═════ Verilen Metin ═════
28 Ekim 2017 Cumartesi

TEBÜK GAZVESİ

                  TEBÜK GAZVESİ

Tebük, Medine-Şam ticaret yolu üzerinde bulunan bir mevkiidir. Resûlullah sallallahü aleyhi ve sellem efendimizin 630 (Hicri 9)yılında Bizans imparatoruna karşı çıktığı sefer.



 Recep ayında bir Perşembe günü  yapılmıştır.Müslümanlar bu savaşta su, binit ve yiyecek hususunda çok büyük sıkıntılar çektiğinden  Kur’an-ı Kerim’de bu zaman için “sâatü’l-usre” (güçlük zamanı) ifadesi kullanılmıştır. Tebük’e katılan askerler için de Ceyşu’l-Usre denilmiştir.
═════ Verilen Bilgiler ═════
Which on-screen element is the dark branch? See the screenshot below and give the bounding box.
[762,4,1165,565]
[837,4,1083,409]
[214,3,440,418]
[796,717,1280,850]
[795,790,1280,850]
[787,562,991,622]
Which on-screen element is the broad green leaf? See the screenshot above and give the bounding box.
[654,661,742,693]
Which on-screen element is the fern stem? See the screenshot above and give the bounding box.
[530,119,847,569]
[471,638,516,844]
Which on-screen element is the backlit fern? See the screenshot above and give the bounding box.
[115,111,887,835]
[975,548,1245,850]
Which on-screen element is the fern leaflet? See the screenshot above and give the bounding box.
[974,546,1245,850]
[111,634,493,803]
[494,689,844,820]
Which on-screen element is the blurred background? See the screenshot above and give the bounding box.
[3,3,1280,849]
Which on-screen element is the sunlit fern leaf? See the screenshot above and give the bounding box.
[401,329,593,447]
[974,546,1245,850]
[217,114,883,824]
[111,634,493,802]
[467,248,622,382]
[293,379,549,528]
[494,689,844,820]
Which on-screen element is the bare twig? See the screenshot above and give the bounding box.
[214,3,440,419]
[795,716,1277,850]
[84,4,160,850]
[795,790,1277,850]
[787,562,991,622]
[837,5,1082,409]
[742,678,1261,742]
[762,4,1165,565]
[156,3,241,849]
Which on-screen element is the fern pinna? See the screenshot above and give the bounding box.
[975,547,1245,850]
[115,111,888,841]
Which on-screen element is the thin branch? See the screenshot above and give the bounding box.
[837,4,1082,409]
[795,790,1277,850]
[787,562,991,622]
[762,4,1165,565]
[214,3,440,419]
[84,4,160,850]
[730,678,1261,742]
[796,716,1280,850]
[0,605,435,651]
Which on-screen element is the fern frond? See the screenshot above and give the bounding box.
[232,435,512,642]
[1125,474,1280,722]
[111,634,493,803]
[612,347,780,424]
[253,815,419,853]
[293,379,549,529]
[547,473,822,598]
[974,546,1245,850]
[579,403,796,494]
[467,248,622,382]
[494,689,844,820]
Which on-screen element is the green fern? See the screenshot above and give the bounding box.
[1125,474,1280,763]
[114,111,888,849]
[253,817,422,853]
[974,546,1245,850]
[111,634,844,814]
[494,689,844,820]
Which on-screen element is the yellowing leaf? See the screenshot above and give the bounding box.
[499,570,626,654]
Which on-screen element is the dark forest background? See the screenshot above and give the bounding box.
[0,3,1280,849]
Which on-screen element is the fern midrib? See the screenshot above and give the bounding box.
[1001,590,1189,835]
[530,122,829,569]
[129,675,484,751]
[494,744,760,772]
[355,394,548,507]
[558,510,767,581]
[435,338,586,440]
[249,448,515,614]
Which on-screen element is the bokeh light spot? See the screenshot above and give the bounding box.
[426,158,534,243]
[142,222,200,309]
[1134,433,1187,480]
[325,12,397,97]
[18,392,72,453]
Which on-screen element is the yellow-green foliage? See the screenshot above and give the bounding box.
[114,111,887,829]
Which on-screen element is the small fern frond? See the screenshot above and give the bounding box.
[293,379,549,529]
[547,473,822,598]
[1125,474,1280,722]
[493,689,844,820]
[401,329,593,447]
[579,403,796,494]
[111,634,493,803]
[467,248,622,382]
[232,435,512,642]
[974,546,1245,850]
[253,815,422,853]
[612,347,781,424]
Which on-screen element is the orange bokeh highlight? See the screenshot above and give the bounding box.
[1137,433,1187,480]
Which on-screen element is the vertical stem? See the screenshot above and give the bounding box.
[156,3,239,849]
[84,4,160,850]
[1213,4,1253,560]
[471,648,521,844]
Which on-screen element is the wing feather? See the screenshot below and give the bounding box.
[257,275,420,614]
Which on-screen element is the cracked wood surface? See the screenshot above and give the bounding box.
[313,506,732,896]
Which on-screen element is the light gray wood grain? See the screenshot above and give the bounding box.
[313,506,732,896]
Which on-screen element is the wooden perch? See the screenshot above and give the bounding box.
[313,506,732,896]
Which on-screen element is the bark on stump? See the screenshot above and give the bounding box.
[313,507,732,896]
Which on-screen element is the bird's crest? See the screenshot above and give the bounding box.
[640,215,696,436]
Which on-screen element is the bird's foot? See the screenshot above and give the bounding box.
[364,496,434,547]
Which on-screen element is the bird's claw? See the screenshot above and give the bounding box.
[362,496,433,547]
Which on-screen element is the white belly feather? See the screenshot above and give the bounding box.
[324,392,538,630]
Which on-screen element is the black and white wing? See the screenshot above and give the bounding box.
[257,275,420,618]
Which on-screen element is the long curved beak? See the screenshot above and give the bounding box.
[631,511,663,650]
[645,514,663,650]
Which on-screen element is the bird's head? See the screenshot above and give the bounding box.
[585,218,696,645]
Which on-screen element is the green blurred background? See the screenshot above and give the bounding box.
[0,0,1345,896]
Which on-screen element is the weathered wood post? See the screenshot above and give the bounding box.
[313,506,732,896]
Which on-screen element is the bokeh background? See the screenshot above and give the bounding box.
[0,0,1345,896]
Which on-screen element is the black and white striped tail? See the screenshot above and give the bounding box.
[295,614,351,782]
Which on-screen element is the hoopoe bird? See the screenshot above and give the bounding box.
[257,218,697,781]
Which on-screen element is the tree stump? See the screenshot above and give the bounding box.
═════
> Yönergeler:
a: Tebük Gazvesi metnine göre şu soruları yanıtlayın:
(i) Tebük hangi yol üzerinde bulunan bir mevkidir?
(ii) Sefer hangi ayda ve haftanın hangi gününde yapılmıştır?
(iii) Tebük'e katılan askerler için hangi ad kullanılmıştır?
b: Tebük Gazvesi metninde "Recep ayında bir" sözcüklerinden "de Ceyşu’l-Usre denilmiştir." sözcüklerine kadar uzanan bölümün tamamını hiçbir değişiklik yapmadan yazıya geçirin.
Öğelerin bu çalışmayla hiçbir ilgisi yoktur.

> Sorunların Çözümleri:
a:
(i) Medine-Şam ticaret yolu üzerinde.
(ii) Recep ayında, bir Perşembe günü.
(iii) Ceyşu'l-Usre.

b:
Recep ayında bir Perşembe günü  yapılmıştır.Müslümanlar bu savaşta su, binit ve yiyecek hususunda çok büyük sıkıntılar çektiğinden  Kur’an-ı Kerim’de bu zaman için “sâatü’l-usre” (güçlük zamanı) ifadesi kullanılmıştır. Tebük’e katılan askerler için de Ceyşu’l-Usre denilmiştir.